- [DESCRIPTION OF THE TASK]:
Which lines in the rows below contain the word "rope"? Collect and copy every one of them.

- [Records for region labeling]:
>>
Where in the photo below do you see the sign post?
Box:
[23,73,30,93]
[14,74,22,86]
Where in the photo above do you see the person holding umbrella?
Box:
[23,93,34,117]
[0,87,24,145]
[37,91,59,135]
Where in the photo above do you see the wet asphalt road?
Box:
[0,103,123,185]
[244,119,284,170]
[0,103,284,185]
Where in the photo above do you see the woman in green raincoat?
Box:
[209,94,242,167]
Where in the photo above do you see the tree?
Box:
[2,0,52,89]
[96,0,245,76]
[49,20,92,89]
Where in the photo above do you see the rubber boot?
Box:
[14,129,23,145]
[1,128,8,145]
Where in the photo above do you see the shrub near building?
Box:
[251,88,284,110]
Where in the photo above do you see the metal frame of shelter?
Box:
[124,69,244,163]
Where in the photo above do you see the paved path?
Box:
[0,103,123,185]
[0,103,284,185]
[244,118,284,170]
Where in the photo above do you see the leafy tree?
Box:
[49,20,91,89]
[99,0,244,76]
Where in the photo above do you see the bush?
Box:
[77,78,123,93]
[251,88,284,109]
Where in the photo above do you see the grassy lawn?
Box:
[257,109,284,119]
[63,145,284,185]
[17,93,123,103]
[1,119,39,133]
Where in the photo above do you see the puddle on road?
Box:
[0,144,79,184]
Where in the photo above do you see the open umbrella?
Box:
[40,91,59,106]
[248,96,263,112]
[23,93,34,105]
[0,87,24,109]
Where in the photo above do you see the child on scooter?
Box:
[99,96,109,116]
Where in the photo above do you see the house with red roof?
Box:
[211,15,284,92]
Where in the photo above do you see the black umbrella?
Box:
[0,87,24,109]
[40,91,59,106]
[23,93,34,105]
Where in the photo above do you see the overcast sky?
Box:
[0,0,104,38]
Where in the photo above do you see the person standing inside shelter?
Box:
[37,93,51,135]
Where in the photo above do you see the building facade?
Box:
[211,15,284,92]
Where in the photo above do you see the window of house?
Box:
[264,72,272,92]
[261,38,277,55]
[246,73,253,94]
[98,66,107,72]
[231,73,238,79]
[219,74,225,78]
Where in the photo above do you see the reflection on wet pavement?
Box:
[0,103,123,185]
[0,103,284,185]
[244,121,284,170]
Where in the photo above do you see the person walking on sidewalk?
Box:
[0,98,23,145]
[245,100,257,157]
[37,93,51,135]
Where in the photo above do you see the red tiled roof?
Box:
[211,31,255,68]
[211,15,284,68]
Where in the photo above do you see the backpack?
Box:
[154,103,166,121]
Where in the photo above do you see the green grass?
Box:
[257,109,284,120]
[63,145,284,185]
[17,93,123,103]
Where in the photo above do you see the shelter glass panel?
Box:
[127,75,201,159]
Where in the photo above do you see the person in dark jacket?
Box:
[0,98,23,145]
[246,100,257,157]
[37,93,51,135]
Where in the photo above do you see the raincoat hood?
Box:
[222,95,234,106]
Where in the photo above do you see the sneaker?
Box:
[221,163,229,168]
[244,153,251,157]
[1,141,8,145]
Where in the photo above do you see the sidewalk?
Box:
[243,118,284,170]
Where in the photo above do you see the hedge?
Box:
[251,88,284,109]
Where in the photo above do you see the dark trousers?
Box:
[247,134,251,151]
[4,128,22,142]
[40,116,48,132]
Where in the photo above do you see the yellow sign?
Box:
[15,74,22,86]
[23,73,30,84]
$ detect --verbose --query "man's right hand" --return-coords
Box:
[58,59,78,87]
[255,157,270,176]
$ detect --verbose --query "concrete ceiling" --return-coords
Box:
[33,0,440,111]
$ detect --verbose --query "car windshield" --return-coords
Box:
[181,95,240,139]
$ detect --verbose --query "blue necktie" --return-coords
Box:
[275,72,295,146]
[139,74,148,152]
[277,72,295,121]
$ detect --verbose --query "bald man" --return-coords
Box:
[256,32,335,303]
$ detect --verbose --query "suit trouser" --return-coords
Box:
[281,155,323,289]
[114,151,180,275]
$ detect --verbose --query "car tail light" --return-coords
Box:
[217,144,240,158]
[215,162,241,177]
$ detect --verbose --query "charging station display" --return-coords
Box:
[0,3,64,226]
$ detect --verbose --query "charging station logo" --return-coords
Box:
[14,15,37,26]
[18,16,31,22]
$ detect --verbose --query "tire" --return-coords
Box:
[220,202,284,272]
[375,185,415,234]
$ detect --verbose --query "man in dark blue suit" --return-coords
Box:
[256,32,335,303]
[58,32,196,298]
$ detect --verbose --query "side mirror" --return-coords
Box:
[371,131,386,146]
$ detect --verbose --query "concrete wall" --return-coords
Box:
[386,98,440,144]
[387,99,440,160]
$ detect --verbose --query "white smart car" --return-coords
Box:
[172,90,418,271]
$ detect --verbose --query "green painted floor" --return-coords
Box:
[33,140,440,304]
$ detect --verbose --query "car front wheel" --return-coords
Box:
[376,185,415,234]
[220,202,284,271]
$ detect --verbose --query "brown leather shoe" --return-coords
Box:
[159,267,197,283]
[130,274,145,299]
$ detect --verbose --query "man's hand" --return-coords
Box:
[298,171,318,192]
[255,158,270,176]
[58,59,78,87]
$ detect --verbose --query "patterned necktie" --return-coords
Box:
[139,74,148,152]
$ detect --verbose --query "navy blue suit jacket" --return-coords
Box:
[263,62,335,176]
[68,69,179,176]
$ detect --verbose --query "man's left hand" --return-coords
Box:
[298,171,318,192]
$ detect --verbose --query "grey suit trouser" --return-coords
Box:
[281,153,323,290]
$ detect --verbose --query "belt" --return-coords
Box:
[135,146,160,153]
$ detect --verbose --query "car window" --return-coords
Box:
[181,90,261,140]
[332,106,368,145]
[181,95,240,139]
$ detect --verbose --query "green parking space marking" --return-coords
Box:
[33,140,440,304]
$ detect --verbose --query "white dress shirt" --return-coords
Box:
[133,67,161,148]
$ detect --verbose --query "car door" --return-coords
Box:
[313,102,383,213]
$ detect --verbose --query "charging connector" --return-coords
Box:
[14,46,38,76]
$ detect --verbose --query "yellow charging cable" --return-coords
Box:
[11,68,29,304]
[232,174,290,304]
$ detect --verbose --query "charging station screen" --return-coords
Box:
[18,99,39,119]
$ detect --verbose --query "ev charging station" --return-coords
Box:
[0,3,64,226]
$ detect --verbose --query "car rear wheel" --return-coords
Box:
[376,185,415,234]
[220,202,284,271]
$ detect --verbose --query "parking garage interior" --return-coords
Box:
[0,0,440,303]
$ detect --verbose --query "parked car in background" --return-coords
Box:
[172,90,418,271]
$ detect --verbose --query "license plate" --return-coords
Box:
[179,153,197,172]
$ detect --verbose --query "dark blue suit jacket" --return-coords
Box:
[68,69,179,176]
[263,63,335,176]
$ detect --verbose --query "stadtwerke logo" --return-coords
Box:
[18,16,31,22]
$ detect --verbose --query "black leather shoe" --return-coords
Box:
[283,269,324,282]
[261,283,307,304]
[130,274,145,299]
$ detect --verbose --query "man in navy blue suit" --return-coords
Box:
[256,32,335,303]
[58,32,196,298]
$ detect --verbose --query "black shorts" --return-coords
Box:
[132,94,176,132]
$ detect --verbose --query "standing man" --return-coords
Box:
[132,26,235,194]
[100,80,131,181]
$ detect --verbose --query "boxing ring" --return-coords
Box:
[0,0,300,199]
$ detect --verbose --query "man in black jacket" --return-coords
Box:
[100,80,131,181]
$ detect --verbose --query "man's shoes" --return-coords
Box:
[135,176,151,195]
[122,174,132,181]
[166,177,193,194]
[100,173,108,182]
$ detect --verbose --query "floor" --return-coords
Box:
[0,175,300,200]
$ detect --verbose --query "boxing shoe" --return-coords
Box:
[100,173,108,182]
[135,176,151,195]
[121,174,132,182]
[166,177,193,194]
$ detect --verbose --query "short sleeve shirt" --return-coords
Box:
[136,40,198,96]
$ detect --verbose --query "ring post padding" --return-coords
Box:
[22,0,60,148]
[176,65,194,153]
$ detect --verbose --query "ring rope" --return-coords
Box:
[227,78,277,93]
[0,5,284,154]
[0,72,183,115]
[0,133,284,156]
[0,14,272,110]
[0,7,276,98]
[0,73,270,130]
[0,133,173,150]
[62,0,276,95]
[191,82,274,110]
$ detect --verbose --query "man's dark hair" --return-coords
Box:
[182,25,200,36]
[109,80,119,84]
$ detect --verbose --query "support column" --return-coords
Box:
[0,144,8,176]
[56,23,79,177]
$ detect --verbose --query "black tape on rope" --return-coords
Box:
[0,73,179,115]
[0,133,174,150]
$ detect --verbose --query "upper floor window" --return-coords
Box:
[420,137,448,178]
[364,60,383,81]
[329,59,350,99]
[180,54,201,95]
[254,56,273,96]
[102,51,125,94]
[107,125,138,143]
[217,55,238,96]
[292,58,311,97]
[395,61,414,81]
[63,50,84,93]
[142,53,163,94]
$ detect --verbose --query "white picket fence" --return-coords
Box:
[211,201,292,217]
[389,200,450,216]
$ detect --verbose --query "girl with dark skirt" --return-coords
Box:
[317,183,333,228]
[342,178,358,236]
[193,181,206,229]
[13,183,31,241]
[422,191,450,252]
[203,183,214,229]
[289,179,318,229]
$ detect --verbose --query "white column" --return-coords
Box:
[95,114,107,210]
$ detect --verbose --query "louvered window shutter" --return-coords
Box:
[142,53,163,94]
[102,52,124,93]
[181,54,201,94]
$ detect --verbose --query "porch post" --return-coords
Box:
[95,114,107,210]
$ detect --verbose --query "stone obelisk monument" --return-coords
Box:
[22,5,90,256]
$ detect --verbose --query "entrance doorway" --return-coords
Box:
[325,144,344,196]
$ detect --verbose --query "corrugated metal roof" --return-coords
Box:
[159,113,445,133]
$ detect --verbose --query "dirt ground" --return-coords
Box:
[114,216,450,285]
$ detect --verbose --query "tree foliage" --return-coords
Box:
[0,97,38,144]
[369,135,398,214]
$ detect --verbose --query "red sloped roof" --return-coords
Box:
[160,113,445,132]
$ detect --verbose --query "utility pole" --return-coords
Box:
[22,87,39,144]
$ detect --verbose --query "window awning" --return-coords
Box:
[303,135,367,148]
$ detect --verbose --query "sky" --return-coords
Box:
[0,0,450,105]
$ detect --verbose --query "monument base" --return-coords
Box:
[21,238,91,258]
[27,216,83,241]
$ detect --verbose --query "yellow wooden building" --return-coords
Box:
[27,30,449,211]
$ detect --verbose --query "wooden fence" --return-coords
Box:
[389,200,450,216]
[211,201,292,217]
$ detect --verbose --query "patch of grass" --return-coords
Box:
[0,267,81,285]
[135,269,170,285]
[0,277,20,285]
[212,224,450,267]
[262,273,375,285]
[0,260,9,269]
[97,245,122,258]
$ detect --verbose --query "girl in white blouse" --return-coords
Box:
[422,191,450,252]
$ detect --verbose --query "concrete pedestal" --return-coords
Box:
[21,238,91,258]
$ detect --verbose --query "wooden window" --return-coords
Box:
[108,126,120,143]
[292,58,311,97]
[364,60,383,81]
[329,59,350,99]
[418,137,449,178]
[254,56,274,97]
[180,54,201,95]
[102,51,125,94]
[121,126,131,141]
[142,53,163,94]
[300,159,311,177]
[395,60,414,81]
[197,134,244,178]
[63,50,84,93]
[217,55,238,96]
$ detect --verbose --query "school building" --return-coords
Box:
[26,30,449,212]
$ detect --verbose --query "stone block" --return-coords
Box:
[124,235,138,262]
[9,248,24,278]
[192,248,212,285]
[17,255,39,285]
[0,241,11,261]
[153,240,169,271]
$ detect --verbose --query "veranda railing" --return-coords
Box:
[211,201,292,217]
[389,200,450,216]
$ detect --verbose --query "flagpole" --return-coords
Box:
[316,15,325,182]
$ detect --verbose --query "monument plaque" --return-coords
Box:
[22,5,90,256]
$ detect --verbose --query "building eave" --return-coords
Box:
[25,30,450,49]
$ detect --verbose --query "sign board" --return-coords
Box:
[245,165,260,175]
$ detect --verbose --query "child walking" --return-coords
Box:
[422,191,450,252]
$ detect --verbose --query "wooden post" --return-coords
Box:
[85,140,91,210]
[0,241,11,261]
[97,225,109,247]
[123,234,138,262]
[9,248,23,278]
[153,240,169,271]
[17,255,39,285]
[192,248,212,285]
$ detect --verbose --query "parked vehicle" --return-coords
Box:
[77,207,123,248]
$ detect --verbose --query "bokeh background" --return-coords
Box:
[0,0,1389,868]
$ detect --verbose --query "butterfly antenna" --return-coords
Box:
<<
- [CORRECT OUTPUT]:
$ detect --verbose --query "ring rope" --return-coords
$ detect --verbose --query "black tape on rope" --return-coords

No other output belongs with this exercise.